### [Your goal]
Produce an exact transcription of the listing below, omitting the pictures.

### [Dataset extract]
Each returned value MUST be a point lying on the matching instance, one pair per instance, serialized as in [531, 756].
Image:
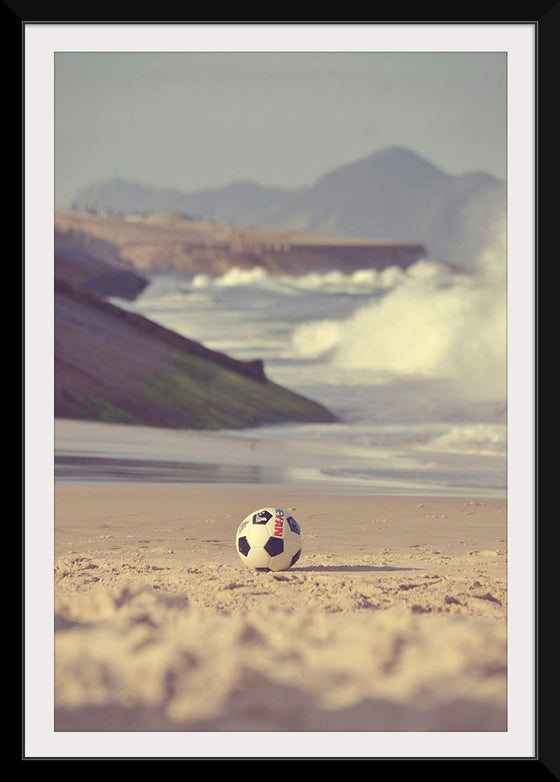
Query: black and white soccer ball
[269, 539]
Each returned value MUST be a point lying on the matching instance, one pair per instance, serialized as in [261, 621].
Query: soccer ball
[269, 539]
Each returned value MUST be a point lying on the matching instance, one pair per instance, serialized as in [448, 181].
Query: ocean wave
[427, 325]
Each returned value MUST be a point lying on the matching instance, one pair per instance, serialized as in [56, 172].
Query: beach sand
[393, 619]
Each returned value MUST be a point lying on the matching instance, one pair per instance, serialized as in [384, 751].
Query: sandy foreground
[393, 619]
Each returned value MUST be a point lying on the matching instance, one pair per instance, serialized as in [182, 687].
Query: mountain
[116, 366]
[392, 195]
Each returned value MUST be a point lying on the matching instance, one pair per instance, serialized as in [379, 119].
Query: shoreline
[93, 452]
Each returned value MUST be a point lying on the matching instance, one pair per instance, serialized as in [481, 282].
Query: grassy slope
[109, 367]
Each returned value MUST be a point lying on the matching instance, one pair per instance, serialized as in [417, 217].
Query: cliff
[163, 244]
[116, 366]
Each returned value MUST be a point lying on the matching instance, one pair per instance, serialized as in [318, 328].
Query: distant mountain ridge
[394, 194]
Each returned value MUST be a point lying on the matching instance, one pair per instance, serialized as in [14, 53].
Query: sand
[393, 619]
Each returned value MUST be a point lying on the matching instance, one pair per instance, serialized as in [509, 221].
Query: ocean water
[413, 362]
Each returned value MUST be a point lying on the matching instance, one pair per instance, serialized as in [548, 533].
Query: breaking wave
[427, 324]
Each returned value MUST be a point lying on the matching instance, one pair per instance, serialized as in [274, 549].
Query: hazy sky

### [Task solution]
Each returned value MUST be a point lying on the matching instance, one pair per instance, serialized as in [531, 756].
Image:
Query: black and white soccer ball
[269, 539]
Each returned value MUST be a point lying on the matching instance, one pair per instance, serialized as in [261, 621].
Query: soccer ball
[269, 539]
Each returned value MUST be a point lying on the matching instance, one pair per instance, serialized as in [448, 181].
Query: ocean wave
[427, 325]
Each returned value MUST be a point lying on the matching instance, one pair per instance, serialized as in [56, 172].
Query: beach sand
[393, 619]
Each returned value MUST be a point lying on the matching instance, one pair per instance, serialized as in [384, 751].
Query: sandy foreground
[393, 619]
Each returned value MUST be a point lying on the matching instance, one pair per instance, serialized as in [182, 687].
Query: mountain
[116, 366]
[392, 195]
Each returned value MUST be a point lying on the matching instance, one pair per instance, serialized as in [379, 119].
Query: shoreline
[93, 452]
Each returned value MUST be a point lying on the matching instance, one pair per instance, serialized as in [481, 282].
Query: grassy slope
[109, 367]
Each returned value MUST be a point lying on the matching instance, one pair per instance, serialized as in [417, 217].
Query: cliff
[163, 244]
[116, 366]
Each returned value MUST be a point lying on the matching instance, one pair per instance, serialized as in [318, 328].
Query: distant mountain ridge
[394, 194]
Each returned value MUST be a point lying on the matching instance, one pair per instance, serialized as in [14, 53].
Query: sand
[393, 619]
Each returned value MUST be a point lying on the matching instance, one pair per instance, serialized as in [509, 221].
Query: ocean water
[413, 362]
Each returned value MUST be a point lying on the matching instance, one pair per instance, serialized as in [548, 533].
Query: breaking wave
[427, 324]
Each returned value MUST be a point lying on the matching instance, one pair per instance, serialized as in [274, 549].
Query: hazy sky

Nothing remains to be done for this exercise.